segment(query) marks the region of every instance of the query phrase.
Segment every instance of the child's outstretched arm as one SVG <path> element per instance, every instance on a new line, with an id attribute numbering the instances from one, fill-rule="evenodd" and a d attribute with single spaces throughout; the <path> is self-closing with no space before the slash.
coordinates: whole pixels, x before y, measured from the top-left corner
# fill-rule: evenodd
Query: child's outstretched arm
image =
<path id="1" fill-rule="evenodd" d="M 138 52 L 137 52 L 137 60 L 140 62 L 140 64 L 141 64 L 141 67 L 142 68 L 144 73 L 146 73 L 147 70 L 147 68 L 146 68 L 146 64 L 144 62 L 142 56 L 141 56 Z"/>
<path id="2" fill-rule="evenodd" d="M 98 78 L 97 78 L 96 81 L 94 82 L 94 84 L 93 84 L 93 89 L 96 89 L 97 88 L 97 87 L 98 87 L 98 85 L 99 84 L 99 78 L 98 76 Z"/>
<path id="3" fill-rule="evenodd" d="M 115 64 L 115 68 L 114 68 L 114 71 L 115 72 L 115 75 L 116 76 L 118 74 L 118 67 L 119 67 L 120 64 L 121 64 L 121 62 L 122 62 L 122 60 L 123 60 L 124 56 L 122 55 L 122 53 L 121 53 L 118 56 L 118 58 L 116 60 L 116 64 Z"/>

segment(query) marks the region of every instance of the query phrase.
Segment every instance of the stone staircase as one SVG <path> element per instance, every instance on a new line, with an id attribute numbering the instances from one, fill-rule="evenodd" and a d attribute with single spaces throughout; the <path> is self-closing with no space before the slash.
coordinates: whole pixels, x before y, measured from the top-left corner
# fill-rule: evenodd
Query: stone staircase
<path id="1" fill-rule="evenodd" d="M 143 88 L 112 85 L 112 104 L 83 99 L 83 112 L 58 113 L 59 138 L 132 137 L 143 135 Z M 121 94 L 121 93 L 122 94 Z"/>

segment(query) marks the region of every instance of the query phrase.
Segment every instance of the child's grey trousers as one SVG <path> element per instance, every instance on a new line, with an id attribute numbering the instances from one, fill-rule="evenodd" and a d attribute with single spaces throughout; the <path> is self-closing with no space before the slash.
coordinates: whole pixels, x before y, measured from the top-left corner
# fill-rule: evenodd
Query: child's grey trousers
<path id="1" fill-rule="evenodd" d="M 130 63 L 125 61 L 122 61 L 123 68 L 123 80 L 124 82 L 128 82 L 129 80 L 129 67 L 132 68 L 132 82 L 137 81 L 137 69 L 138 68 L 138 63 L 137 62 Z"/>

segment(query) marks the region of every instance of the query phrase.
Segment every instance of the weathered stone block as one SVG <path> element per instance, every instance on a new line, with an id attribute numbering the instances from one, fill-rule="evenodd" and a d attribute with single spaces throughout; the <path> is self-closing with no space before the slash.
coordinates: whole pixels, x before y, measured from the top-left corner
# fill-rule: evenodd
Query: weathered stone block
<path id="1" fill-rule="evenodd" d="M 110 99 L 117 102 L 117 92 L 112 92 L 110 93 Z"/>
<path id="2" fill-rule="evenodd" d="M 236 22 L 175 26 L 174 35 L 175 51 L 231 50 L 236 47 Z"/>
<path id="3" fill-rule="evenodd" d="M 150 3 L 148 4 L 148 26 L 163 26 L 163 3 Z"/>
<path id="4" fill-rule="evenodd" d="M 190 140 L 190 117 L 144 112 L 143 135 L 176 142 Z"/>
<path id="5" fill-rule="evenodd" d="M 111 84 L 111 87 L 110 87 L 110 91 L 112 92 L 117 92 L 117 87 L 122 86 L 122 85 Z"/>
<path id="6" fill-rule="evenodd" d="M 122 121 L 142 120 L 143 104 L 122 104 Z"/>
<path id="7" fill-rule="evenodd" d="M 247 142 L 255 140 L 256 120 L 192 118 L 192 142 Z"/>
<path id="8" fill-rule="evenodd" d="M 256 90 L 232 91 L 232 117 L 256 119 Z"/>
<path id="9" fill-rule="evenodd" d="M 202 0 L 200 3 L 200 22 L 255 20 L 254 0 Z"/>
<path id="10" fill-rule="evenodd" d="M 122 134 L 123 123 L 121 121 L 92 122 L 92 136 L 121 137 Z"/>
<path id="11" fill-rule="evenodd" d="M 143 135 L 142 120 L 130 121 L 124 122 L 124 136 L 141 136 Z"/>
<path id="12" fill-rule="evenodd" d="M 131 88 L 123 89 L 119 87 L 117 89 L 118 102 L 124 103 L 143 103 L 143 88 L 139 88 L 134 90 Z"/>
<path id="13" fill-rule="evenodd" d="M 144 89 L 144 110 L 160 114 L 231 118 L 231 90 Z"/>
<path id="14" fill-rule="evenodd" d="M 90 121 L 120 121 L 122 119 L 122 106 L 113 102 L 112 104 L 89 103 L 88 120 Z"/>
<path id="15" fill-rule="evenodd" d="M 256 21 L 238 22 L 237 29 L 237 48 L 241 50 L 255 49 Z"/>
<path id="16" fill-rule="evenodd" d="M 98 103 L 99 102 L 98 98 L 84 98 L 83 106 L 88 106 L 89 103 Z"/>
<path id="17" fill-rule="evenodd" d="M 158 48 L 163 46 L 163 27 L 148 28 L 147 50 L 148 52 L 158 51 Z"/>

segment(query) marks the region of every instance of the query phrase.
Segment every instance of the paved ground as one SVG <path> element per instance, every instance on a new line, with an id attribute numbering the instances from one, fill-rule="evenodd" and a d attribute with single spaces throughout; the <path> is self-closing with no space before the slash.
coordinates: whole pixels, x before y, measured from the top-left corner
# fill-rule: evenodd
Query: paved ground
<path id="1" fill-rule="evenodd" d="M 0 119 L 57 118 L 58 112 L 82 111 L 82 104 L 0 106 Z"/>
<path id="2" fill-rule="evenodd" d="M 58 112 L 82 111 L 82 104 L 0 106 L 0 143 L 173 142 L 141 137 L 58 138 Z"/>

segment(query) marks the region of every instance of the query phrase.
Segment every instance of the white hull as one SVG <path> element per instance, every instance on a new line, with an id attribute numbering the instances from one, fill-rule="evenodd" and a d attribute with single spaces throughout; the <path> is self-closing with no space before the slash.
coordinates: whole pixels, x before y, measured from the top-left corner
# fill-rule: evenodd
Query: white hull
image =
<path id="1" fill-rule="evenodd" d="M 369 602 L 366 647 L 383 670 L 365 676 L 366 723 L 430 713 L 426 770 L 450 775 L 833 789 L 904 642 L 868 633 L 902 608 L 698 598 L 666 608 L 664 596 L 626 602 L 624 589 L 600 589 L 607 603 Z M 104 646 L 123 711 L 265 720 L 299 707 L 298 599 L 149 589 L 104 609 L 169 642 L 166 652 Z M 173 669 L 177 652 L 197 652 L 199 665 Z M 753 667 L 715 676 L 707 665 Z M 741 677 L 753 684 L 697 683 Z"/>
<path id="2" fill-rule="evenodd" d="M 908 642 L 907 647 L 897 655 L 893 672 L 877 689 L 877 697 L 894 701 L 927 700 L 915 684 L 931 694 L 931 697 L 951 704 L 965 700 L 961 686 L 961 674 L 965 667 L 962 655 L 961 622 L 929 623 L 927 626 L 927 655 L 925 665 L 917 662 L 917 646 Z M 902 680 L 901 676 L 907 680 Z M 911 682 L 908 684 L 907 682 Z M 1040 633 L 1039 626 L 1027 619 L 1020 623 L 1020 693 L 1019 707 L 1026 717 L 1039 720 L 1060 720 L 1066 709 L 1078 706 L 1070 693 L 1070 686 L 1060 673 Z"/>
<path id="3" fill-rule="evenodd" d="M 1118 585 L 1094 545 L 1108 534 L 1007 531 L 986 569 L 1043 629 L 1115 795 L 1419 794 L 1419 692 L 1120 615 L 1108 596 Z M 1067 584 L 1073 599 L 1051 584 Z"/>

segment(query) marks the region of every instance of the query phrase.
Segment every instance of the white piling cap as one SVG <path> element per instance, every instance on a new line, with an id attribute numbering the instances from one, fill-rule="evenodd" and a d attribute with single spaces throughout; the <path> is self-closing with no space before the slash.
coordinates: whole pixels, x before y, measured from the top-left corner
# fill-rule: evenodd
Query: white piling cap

· · ·

**TO BE DONE**
Gather every line of the listing above that contains the string "trousers", and copy each one.

**THE REPLY**
Segment every instance of the child's grey trousers as one SVG <path> element per instance, every instance on a new line, with an id attribute numbering the instances from one, fill-rule="evenodd" and a d attribute with single spaces throughout; the <path> is self-closing with no space before the slash.
Query: child's grey trousers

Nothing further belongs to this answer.